╭─ TEXT UNDER STUDY

For more information on how to become an organ donor, you can visit The Australian Organ Donor Registry.
When organs and tissue can be donated –
Deceased Donor –
For an organ and tissue donation to validly occur, it is essential that the deceased has legally died (i.e., brain death or cardiac death). To be classified as brain dead in Australia, two medical practitioners are required to examine the person and certify that there is an irreversible cessation of brain function. This standard for determining death carries across all states and territories in Australia apart from Western Australia. As for cardiac death, a person must stop breathing and their heart circulating blood throughout the body.
Living Donor –
However, you can become a living donor to another person during your lifetime by registering yourself in the living donor program. Importantly, a living donor can only donate certain organs such as a kidney or partial liver. In 2020, there was an estimates 2,728 living tissue donors in Australia, which saved countless lives.
For more information on how to register yourself as a living organ donor, you can visit the Living Donors Program and The Live Organ Donor Assistance Scheme .

╰─
╭─ GIVEN RECORDS

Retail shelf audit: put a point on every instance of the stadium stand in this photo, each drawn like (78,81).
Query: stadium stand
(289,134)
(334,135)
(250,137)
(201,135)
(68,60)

╰─

Copy the part of the organ donation text that opens with "When organs and" and closes with "throughout the body.", switching "medical practitioners" to "doctors".

When organs and tissue can be donated –
Deceased Donor –
For an organ and tissue donation to validly occur, it is essential that the deceased has legally died (i.e., brain death or cardiac death). To be classified as brain dead in Australia, two doctors are required to examine the person and certify that there is an irreversible cessation of brain function. This standard for determining death carries across all states and territories in Australia apart from Western Australia. As for cardiac death, a person must stop breathing and their heart circulating blood throughout the body.